» **WHAT IS REQUIRED**:
Quote the entries word for word, starting with the line that contains "like x=860 y=617." and ending with the line that contains "x=1175 y=298", both lines included.

>> Start INFORMATION GIVEN

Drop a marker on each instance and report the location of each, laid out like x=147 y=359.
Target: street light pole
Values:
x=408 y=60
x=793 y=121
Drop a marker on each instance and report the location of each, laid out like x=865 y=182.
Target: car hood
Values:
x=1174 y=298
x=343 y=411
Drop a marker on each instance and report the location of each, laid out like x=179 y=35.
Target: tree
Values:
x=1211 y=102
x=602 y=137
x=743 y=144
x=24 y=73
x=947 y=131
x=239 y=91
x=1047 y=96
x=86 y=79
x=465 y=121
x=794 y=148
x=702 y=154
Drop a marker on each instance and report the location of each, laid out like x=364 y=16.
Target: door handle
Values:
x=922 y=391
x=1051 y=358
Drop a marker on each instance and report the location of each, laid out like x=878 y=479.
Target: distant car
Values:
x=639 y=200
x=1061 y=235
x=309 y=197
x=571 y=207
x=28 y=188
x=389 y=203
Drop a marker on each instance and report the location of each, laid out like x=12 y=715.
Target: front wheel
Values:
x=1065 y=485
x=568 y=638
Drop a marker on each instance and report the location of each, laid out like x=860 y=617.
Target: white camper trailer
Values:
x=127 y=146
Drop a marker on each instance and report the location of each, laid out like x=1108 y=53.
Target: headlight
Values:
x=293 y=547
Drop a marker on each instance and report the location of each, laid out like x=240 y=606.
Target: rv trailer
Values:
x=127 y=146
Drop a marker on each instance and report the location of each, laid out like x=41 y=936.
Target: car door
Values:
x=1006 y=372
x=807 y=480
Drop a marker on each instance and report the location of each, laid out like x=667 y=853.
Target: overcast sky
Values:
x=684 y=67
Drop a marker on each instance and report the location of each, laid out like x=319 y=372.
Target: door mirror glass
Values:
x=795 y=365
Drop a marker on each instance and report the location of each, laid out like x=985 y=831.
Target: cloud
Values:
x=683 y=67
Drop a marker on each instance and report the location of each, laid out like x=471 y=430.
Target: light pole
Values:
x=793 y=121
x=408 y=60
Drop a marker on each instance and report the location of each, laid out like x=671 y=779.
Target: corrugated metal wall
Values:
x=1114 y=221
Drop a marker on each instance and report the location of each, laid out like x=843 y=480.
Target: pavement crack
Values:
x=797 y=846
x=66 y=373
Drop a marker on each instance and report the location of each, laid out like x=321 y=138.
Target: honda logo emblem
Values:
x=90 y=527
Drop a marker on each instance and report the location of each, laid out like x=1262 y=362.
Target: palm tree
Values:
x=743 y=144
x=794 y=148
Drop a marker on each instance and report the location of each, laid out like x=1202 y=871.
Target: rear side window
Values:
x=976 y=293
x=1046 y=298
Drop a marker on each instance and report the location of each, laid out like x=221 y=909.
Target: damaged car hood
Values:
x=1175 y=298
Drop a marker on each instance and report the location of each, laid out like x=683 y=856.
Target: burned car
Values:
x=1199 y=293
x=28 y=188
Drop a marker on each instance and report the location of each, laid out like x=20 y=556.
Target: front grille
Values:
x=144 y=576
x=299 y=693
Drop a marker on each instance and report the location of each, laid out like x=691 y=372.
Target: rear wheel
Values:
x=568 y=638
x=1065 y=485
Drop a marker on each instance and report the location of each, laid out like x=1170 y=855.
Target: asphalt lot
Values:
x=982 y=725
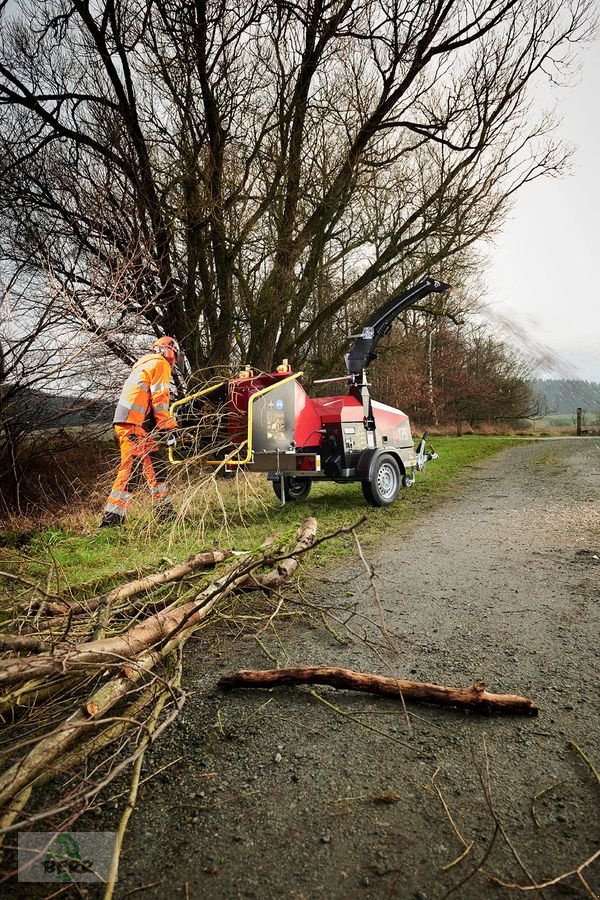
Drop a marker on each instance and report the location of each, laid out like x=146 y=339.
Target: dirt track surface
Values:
x=281 y=796
x=278 y=795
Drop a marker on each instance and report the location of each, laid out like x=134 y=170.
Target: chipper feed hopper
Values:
x=266 y=422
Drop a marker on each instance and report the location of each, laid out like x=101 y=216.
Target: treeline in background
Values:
x=255 y=179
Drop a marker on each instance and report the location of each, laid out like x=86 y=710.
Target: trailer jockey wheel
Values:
x=295 y=488
x=384 y=486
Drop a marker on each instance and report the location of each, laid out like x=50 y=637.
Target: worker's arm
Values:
x=160 y=394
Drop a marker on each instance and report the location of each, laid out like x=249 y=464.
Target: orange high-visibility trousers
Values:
x=139 y=451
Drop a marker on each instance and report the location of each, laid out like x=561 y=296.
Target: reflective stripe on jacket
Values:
x=146 y=394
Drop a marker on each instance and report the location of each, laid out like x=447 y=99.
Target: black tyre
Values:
x=295 y=488
x=384 y=486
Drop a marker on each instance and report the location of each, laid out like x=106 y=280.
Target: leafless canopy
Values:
x=236 y=173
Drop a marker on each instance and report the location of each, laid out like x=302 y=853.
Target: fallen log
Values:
x=474 y=697
x=178 y=572
x=151 y=632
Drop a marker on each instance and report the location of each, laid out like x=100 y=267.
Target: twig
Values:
x=358 y=721
x=135 y=780
x=552 y=881
x=586 y=759
x=467 y=847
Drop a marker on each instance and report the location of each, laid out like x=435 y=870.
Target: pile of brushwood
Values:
x=101 y=677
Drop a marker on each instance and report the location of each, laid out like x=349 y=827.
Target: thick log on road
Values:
x=474 y=697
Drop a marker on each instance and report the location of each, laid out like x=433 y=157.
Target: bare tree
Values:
x=229 y=163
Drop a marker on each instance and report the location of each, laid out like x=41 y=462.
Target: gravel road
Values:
x=279 y=795
x=306 y=795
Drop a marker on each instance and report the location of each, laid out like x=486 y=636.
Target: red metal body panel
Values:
x=338 y=409
x=308 y=422
x=393 y=424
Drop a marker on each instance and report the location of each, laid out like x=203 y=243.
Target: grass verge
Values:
x=240 y=514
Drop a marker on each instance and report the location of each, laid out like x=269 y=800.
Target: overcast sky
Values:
x=543 y=272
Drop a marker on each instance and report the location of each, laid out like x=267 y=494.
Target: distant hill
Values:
x=564 y=395
x=35 y=410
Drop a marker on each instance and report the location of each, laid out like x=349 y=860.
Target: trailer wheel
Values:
x=295 y=488
x=409 y=478
x=384 y=485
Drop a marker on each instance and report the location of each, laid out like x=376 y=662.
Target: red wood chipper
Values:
x=266 y=422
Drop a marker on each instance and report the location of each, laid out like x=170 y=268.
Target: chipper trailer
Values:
x=266 y=422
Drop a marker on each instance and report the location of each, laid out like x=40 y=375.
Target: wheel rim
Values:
x=387 y=481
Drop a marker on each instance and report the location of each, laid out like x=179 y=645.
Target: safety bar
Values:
x=249 y=452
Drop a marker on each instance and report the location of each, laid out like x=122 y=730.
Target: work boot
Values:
x=165 y=513
x=111 y=520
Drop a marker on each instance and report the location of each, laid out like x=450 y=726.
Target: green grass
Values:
x=239 y=514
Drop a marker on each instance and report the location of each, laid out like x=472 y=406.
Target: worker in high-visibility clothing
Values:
x=143 y=408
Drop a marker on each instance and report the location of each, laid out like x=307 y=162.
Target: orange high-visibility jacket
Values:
x=146 y=395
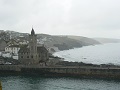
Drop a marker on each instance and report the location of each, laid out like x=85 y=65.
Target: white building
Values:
x=13 y=49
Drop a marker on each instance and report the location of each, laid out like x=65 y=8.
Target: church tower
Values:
x=33 y=46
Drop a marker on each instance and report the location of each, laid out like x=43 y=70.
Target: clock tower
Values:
x=33 y=46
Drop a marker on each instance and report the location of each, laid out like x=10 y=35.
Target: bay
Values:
x=97 y=54
x=58 y=83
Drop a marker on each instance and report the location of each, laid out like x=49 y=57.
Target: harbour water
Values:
x=58 y=83
x=98 y=54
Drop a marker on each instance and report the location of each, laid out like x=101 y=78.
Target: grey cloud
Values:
x=78 y=17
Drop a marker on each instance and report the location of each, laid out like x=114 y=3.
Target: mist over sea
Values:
x=95 y=54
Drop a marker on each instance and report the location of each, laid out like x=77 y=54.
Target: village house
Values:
x=32 y=53
x=13 y=49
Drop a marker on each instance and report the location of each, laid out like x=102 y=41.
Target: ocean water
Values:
x=58 y=83
x=97 y=54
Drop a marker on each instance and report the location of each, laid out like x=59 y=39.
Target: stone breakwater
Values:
x=97 y=72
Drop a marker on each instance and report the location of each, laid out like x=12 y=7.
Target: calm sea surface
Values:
x=98 y=54
x=42 y=83
x=107 y=53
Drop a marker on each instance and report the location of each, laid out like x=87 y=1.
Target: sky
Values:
x=89 y=18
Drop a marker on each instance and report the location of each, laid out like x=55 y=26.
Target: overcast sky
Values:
x=90 y=18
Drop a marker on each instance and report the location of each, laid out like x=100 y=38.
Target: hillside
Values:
x=56 y=42
x=66 y=42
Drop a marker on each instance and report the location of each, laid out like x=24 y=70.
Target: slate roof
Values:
x=24 y=49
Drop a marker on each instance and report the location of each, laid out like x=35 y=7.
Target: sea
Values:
x=97 y=54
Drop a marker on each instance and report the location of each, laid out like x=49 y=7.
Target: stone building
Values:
x=3 y=44
x=13 y=49
x=31 y=53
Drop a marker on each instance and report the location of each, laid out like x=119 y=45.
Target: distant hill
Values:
x=84 y=40
x=66 y=42
x=57 y=42
x=107 y=40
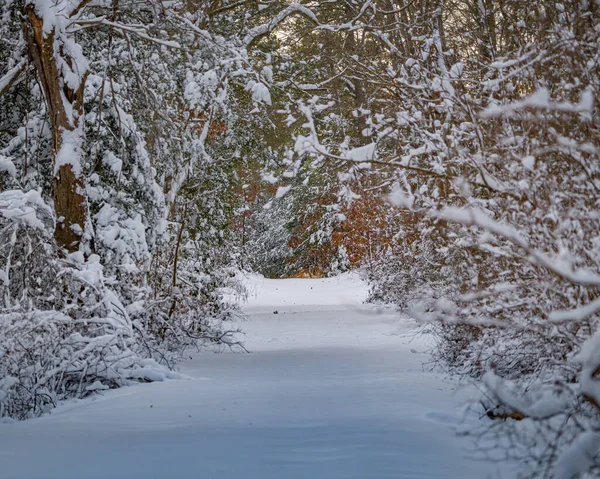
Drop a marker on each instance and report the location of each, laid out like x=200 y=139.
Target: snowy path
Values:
x=331 y=390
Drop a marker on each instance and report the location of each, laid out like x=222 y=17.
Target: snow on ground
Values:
x=332 y=388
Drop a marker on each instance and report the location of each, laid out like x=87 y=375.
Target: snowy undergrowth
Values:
x=64 y=330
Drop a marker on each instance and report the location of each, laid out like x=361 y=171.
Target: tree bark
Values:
x=65 y=110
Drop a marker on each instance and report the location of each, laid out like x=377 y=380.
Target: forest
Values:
x=446 y=150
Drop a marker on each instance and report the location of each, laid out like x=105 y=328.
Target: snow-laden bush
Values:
x=63 y=331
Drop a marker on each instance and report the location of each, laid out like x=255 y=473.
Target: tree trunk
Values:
x=65 y=110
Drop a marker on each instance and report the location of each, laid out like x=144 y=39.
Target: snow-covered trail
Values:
x=330 y=390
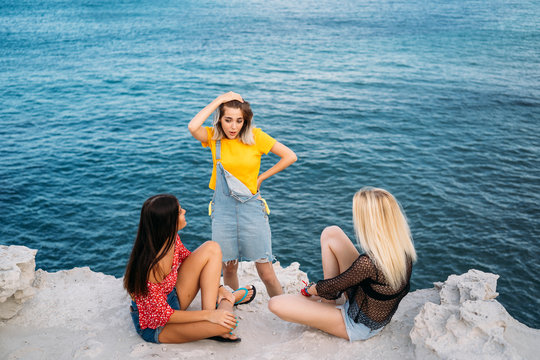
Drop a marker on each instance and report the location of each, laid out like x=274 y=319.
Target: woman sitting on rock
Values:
x=374 y=283
x=163 y=277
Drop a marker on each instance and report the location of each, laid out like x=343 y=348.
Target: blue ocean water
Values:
x=436 y=101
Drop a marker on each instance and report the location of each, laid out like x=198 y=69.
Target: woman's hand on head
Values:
x=223 y=317
x=224 y=294
x=230 y=96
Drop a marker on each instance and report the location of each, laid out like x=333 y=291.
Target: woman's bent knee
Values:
x=212 y=247
x=330 y=232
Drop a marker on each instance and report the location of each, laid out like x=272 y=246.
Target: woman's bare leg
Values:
x=200 y=270
x=181 y=333
x=269 y=278
x=301 y=310
x=230 y=274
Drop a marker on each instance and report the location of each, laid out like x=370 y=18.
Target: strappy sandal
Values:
x=243 y=300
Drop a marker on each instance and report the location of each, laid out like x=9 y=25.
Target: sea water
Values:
x=436 y=101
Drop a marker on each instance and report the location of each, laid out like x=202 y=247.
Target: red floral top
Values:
x=154 y=311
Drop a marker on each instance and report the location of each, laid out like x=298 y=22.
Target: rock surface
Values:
x=469 y=324
x=17 y=265
x=80 y=314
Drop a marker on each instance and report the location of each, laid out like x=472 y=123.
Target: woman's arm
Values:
x=332 y=288
x=195 y=125
x=287 y=158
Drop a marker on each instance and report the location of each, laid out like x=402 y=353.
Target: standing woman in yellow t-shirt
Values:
x=239 y=214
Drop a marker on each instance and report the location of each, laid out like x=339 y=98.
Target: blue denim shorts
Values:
x=152 y=335
x=356 y=331
x=240 y=223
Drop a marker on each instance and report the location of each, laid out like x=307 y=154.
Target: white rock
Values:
x=17 y=265
x=79 y=313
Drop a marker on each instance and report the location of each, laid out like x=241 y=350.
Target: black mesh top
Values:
x=371 y=301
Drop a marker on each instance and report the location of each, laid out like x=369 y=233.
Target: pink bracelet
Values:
x=304 y=291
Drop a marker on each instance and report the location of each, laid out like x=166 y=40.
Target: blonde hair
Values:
x=246 y=133
x=383 y=233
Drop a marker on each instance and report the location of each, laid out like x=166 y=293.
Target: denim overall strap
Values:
x=236 y=188
x=239 y=219
x=218 y=150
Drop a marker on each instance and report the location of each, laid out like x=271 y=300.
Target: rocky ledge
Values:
x=82 y=314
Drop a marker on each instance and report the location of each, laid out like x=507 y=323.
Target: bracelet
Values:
x=304 y=291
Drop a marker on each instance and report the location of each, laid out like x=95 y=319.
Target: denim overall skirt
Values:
x=239 y=218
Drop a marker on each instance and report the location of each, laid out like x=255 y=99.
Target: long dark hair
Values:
x=156 y=235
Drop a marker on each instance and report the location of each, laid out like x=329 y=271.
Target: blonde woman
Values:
x=239 y=214
x=374 y=283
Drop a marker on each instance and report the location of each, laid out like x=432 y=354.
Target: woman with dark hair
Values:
x=239 y=213
x=163 y=277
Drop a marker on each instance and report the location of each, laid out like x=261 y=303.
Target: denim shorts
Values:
x=356 y=331
x=240 y=223
x=152 y=335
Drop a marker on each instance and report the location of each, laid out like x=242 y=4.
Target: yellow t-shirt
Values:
x=241 y=160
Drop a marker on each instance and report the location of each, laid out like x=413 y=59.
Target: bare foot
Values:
x=240 y=295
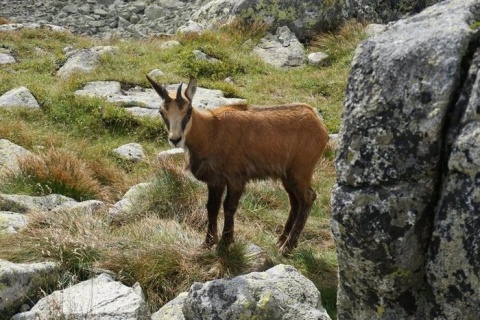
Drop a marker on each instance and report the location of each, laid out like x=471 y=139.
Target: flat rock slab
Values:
x=21 y=283
x=18 y=97
x=279 y=293
x=98 y=298
x=145 y=102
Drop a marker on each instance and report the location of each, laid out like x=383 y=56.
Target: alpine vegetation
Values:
x=234 y=144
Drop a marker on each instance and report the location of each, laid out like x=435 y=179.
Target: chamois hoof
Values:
x=209 y=243
x=280 y=241
x=285 y=251
x=226 y=242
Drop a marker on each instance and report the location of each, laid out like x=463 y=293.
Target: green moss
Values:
x=475 y=25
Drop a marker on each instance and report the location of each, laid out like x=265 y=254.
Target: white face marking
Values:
x=179 y=121
x=176 y=110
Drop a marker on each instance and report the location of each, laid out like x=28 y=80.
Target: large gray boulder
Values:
x=279 y=293
x=407 y=156
x=98 y=298
x=22 y=283
x=453 y=263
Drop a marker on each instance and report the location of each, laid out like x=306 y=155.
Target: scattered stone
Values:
x=199 y=55
x=172 y=310
x=257 y=259
x=18 y=26
x=24 y=203
x=145 y=102
x=12 y=222
x=87 y=207
x=170 y=152
x=170 y=44
x=279 y=293
x=156 y=73
x=101 y=297
x=22 y=283
x=9 y=155
x=18 y=97
x=229 y=80
x=131 y=152
x=317 y=58
x=126 y=204
x=374 y=29
x=191 y=27
x=85 y=60
x=281 y=50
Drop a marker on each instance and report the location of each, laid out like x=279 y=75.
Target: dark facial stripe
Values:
x=167 y=123
x=186 y=118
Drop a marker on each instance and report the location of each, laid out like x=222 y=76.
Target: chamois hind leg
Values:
x=292 y=216
x=230 y=205
x=215 y=193
x=306 y=196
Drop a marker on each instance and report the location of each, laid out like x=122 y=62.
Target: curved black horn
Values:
x=179 y=92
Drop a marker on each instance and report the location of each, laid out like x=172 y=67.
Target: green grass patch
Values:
x=157 y=244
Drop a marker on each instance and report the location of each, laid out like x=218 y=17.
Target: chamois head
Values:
x=176 y=110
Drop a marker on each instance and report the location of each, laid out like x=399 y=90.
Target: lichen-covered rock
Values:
x=279 y=293
x=22 y=283
x=9 y=155
x=390 y=158
x=453 y=268
x=131 y=152
x=11 y=222
x=98 y=298
x=281 y=49
x=18 y=97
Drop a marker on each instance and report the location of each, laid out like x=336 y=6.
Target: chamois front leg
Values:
x=306 y=201
x=215 y=193
x=230 y=205
x=292 y=216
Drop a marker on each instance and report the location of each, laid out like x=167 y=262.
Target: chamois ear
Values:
x=160 y=89
x=191 y=89
x=179 y=93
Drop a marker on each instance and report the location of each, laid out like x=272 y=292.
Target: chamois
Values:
x=231 y=145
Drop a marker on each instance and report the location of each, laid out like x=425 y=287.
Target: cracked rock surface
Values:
x=406 y=204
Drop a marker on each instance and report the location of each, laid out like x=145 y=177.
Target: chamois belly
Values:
x=223 y=170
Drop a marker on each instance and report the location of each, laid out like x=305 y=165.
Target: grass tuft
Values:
x=158 y=244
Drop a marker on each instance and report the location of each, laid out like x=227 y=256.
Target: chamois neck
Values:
x=197 y=139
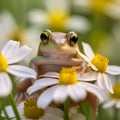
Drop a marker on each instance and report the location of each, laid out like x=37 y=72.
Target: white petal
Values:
x=5 y=84
x=114 y=70
x=52 y=110
x=40 y=84
x=46 y=97
x=93 y=89
x=76 y=93
x=50 y=74
x=20 y=54
x=89 y=76
x=88 y=50
x=9 y=48
x=108 y=83
x=100 y=81
x=60 y=94
x=21 y=71
x=109 y=103
x=118 y=104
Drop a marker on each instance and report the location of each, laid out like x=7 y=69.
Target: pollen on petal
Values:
x=100 y=62
x=3 y=63
x=67 y=76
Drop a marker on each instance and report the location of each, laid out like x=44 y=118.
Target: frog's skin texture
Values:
x=56 y=50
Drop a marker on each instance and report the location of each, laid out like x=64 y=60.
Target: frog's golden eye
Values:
x=73 y=38
x=44 y=37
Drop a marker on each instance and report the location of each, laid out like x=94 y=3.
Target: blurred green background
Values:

>> End INFORMATION GIVEN

» **SOLUTION FOR THIS EXERCISE**:
Drop a marker on each instance and report the location of each, laid out like x=860 y=617.
Target: white camper trailer
Values:
x=127 y=146
Drop a marker on each instance and report the location of each, laid out like x=1108 y=53.
Target: headlight
Values:
x=293 y=547
Drop a marker on each instance and report the location of each, laid out like x=240 y=606.
Target: rv trailer
Values:
x=127 y=146
Drop a marker on each instance and report the location of each, laid out like x=41 y=936.
Target: car door
Values:
x=1006 y=372
x=807 y=480
Drop a marker on each instance and report the location of each, laid out like x=667 y=853.
Target: overcast sky
Values:
x=684 y=67
Drop a marker on each instance and report the location of each, laid out like x=319 y=372.
Target: door mirror glass
Values:
x=795 y=365
Drop a marker on each instance and report the location of each, laid out like x=985 y=831.
Target: cloud
Values:
x=683 y=67
Drop a marker on each instance and report the location of each, laid out like x=471 y=430.
Target: light pole
Values:
x=793 y=121
x=408 y=60
Drop a marker on each instance and report the location of each, laid out like x=671 y=779.
Target: corrugated metal wall
Values:
x=1114 y=221
Drop a marker on each instance and report the location of each, laid out like x=843 y=480.
Target: pavement crack
Values:
x=797 y=846
x=66 y=373
Drop a marker on each instance and report the location of each, laid out like x=321 y=138.
Target: honda logo emblem
Values:
x=90 y=527
Drop a marker on each instance and report the location of each, laid out like x=1262 y=362.
Target: palm tree
Values:
x=743 y=144
x=794 y=148
Drop a marker on each instance and report the location of each, laid out like x=1202 y=871.
Target: rear side window
Values:
x=976 y=293
x=1046 y=298
Drop a marker on each instance and report the location of each, laid out like x=221 y=909.
Target: damaged car hood
Values:
x=1175 y=298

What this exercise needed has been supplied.